- STATED TASK -
Exactly and only the lines from the one with "the airport terminal" through the end of the listing are to be transcribed, both ends included.

=======

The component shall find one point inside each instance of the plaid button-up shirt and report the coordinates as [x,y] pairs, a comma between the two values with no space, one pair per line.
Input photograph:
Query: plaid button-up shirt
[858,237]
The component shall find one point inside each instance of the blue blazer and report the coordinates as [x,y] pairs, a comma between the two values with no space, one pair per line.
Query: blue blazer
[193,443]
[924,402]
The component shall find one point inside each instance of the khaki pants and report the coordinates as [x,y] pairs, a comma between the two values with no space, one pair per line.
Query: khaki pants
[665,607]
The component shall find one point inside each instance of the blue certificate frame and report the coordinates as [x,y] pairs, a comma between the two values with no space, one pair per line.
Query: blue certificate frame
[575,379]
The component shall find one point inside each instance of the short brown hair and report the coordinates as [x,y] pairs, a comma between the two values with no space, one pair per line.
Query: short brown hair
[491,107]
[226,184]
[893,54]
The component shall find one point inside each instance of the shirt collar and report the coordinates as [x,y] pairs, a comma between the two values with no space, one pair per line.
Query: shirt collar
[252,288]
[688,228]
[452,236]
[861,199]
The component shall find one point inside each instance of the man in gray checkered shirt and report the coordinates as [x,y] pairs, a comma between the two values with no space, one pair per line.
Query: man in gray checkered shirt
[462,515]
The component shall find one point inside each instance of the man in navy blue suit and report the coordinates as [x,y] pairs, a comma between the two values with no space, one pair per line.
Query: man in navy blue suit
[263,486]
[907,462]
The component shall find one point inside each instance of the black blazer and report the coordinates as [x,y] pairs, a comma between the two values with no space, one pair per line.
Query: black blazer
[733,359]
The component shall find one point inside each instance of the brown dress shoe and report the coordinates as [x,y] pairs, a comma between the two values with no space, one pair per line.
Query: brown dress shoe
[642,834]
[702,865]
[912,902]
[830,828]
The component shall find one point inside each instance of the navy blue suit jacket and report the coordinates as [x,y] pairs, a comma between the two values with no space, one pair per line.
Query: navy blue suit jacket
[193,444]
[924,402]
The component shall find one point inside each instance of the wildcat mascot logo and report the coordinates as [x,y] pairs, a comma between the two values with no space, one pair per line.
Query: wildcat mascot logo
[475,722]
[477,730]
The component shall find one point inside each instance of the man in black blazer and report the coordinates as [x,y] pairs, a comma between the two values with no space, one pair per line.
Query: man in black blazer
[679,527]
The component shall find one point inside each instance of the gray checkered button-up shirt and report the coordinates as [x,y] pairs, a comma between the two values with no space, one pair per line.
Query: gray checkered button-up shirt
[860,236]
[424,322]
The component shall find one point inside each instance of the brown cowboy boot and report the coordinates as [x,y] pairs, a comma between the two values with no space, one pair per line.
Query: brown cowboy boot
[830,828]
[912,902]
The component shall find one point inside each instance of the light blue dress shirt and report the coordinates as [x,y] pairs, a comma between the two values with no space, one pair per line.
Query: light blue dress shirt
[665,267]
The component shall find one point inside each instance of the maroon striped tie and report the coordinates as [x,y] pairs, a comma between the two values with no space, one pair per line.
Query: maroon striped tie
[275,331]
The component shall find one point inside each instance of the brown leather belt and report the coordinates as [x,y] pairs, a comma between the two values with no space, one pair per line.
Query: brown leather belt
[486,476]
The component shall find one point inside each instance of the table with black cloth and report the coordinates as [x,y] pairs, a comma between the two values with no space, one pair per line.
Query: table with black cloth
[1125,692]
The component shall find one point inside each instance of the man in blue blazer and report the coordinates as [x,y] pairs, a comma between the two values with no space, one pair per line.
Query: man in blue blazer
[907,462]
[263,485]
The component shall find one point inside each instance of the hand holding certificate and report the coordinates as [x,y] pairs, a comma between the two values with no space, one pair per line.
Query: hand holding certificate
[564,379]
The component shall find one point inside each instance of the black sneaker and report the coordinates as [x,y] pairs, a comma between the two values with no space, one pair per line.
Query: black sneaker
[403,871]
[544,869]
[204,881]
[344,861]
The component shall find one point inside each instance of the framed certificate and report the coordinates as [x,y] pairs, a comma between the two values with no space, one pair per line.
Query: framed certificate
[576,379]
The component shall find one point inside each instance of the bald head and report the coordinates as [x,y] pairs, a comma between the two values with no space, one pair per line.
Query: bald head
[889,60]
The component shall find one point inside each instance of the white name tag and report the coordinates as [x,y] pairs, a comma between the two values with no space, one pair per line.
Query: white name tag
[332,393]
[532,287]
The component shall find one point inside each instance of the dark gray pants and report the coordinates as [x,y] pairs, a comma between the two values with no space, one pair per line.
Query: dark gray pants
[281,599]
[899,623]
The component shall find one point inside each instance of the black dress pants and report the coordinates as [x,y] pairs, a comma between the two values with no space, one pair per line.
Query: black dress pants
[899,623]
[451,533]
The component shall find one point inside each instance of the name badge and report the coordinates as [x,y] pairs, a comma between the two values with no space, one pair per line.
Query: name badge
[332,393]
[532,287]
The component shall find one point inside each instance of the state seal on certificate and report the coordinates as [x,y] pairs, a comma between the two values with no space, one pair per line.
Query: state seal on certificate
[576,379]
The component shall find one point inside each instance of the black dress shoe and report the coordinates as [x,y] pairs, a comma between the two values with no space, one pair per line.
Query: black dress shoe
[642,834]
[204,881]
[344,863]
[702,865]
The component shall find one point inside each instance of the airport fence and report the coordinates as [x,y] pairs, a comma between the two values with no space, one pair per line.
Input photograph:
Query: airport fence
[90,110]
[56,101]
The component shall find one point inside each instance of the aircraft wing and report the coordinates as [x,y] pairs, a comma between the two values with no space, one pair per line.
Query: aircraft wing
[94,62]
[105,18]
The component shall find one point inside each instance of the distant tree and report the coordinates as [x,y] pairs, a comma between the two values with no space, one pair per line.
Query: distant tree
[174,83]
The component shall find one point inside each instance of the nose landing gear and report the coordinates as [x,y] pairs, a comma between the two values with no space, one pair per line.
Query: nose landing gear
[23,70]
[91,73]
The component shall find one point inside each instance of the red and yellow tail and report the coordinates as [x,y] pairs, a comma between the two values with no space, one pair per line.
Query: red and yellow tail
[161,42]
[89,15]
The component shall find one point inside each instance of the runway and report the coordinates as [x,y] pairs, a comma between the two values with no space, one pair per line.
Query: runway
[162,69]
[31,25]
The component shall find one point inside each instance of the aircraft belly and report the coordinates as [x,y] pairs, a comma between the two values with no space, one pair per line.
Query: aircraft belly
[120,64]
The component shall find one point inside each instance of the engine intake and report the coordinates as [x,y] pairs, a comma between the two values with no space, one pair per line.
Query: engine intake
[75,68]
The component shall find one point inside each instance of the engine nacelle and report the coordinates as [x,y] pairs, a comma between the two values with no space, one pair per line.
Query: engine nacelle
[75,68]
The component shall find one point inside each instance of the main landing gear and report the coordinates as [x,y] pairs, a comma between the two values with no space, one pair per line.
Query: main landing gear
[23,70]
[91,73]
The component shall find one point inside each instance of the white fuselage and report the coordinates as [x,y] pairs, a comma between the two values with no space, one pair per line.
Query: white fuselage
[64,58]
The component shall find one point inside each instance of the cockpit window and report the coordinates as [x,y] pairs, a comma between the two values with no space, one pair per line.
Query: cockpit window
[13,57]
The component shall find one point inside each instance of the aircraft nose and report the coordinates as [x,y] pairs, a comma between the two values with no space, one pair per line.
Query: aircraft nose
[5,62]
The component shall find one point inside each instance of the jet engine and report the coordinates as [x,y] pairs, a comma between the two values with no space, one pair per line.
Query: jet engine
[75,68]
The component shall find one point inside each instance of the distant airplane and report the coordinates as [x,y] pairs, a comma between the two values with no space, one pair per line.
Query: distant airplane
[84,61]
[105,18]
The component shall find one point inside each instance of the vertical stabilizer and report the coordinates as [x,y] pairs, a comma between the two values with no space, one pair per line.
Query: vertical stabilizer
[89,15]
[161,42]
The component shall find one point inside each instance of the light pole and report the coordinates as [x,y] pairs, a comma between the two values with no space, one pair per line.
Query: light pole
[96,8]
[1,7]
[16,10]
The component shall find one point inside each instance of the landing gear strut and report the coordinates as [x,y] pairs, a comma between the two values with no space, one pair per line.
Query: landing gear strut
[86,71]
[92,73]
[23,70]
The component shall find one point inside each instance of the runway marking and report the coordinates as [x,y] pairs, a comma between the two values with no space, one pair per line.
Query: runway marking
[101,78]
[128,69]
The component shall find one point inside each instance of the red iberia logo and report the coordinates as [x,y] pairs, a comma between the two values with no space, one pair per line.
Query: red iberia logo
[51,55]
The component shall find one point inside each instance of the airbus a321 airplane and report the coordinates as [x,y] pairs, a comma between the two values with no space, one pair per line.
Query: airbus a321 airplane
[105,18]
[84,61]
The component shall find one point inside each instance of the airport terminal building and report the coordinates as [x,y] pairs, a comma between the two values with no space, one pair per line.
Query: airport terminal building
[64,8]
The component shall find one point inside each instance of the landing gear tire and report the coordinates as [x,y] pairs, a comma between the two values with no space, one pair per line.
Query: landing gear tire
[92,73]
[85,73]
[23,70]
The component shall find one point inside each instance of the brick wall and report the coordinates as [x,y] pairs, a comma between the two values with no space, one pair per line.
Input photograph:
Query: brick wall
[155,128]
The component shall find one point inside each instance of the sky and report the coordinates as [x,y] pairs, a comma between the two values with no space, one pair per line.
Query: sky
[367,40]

=======

- WRITTEN SOLUTION -
The component shall find one point inside each instance of the airport terminal building and report the coordinates as [x,y] pairs, a comma between the two values with no space, one pair per line.
Query: airport terminal building
[64,8]
The component shall find one point inside each instance of the landing gear tire and report the coordinates as [x,y] pairs, a comma between the two values with no space, one pair per line.
Query: landing gear tire
[92,73]
[85,73]
[23,70]
The component shall find one point inside each instance of the brick wall and report the coordinates as [x,y] pairs, a comma between the two values with no space, one pair per line.
Input photograph:
Query: brick wall
[155,128]
The component shall find one point inside each instance of the sky and report the coordinates as [x,y] pairs, a comma between the two values with no space, one pair per line.
Query: sky
[367,40]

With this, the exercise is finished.